Work required: Reproduce word for word the lines below, from the line containing "For every instance of the chopped" up to and including the final line.

Data lines:
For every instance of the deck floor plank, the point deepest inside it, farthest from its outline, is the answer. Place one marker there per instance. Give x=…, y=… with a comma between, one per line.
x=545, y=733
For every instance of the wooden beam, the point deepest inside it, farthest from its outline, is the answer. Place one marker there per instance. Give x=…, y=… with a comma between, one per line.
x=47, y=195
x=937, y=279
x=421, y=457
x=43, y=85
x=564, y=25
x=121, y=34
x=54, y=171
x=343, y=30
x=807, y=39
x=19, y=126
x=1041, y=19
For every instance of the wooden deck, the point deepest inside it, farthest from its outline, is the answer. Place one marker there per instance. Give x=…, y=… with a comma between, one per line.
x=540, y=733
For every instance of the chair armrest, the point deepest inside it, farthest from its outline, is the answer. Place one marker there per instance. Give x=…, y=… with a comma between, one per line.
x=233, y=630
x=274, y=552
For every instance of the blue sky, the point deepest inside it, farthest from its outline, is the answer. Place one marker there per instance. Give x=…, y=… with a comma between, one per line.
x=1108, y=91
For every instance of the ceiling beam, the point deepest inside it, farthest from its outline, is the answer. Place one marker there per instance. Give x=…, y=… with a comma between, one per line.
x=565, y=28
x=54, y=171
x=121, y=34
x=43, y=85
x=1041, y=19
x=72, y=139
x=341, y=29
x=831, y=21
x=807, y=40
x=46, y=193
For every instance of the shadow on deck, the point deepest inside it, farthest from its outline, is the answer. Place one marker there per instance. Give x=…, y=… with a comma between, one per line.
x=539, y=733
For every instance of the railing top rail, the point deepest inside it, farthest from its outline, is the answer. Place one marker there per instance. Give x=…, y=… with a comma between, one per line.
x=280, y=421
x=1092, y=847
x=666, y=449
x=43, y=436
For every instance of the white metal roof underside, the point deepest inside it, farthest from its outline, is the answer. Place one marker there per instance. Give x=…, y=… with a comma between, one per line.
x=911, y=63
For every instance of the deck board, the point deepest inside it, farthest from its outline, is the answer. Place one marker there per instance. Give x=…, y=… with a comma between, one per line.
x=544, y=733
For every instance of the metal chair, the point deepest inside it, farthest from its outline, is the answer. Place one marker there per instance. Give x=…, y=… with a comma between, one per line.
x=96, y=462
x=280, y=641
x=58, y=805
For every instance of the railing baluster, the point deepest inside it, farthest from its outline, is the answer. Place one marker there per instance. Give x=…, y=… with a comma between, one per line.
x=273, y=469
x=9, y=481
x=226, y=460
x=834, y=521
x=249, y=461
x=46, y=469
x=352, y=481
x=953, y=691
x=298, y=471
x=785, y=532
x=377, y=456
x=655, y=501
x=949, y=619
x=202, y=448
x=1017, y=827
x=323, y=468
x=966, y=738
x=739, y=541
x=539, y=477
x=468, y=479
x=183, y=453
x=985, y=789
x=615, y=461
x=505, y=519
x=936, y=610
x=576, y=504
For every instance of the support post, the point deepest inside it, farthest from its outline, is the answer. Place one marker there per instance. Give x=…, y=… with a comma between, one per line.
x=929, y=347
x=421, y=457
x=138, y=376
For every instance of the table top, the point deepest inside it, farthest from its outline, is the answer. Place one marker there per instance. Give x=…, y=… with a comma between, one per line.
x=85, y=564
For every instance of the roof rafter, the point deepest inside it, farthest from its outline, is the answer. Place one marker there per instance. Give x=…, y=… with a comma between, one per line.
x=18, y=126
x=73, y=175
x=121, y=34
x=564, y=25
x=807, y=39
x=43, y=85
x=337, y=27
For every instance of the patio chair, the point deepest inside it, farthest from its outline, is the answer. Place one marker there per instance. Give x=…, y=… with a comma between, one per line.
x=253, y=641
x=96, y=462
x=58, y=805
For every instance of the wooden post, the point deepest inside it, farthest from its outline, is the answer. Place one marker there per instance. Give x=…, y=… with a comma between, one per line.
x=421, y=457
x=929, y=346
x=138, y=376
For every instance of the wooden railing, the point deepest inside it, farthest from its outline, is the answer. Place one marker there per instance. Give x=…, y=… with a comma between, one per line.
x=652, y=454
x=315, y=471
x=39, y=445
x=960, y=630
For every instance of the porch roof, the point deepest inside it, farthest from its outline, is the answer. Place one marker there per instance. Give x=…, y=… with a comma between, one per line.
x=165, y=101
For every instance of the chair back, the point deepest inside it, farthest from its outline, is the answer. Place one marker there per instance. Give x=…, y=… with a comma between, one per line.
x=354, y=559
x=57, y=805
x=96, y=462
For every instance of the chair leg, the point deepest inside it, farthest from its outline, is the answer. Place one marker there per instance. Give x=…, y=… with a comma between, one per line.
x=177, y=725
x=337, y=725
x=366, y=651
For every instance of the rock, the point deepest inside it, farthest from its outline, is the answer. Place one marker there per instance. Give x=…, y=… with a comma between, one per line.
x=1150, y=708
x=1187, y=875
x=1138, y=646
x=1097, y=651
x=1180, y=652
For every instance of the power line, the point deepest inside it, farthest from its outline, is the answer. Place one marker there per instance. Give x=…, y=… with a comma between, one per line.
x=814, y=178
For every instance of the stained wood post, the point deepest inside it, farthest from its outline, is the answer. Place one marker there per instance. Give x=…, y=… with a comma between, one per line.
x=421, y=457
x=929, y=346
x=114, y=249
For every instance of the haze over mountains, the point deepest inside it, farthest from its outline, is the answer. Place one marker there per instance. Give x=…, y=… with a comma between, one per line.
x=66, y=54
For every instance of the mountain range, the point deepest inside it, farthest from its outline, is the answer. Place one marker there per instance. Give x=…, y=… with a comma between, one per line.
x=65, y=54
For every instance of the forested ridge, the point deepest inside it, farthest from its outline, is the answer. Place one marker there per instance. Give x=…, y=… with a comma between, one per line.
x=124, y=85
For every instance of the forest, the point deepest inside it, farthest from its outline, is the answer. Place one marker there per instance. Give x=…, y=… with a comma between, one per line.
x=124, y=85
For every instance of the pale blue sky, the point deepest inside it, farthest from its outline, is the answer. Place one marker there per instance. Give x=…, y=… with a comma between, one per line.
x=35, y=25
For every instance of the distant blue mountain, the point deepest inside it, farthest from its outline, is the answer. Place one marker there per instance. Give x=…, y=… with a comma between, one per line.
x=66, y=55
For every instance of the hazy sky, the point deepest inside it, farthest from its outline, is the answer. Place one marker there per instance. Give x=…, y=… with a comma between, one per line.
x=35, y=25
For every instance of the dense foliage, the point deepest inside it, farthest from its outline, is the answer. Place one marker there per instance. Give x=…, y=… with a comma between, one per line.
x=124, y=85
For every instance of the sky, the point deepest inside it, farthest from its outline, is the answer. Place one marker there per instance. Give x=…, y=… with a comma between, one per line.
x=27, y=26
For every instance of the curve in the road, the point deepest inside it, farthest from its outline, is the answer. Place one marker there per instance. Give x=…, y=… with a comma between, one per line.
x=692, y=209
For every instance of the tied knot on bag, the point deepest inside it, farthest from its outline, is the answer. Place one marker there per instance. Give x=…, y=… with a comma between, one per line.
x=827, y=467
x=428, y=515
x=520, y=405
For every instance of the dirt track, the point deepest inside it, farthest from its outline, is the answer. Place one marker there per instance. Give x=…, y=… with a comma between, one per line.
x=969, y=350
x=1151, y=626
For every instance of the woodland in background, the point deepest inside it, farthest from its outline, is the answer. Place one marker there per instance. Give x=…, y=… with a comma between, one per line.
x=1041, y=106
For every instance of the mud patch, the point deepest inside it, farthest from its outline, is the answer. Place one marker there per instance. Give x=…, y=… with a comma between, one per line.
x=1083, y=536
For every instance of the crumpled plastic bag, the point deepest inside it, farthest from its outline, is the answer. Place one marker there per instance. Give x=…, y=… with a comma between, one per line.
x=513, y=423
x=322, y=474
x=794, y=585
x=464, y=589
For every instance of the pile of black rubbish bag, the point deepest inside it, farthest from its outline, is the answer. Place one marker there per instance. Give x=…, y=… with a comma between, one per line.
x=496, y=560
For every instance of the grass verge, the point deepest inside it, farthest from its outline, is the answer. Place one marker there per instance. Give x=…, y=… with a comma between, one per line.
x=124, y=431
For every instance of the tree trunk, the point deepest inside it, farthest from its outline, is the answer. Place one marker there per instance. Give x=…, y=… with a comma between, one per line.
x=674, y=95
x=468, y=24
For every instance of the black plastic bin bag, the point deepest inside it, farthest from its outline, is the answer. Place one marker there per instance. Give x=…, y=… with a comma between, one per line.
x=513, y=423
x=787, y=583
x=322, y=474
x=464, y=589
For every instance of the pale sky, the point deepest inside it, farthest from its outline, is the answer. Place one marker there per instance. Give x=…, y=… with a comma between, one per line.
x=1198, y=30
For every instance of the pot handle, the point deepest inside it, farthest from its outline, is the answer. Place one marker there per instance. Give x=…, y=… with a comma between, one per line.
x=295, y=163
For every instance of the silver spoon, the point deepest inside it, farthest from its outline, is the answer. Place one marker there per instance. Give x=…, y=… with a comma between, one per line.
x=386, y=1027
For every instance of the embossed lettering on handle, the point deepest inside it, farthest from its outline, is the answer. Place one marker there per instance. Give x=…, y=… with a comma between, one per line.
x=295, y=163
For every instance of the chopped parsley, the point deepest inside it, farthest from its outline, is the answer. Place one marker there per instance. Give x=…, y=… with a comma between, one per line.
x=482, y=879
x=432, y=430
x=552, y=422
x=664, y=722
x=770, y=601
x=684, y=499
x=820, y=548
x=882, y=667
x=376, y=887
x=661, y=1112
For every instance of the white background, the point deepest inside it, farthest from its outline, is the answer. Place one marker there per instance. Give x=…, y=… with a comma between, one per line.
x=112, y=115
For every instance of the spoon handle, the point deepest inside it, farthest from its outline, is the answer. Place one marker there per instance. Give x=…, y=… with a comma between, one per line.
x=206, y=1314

Written solution:
For every instance of the chopped parsley, the point deepest inside it, farthest from its outline, is the answer. Place one marker there per instance. Give x=…, y=… with a comma between, one per line.
x=482, y=879
x=432, y=430
x=552, y=422
x=664, y=722
x=770, y=601
x=684, y=499
x=820, y=548
x=882, y=667
x=376, y=887
x=661, y=1112
For every instance of the white background, the point deepest inside it, farthest from its outline, is the answer. Place one marker there per instance. Give x=…, y=… with a comma between, one per line.
x=112, y=115
For every instance of the spoon handle, the point deepest inside it, farthest from its outline, is the answer. Place one marker there per instance. Give x=…, y=… with a comma between, one per line.
x=206, y=1314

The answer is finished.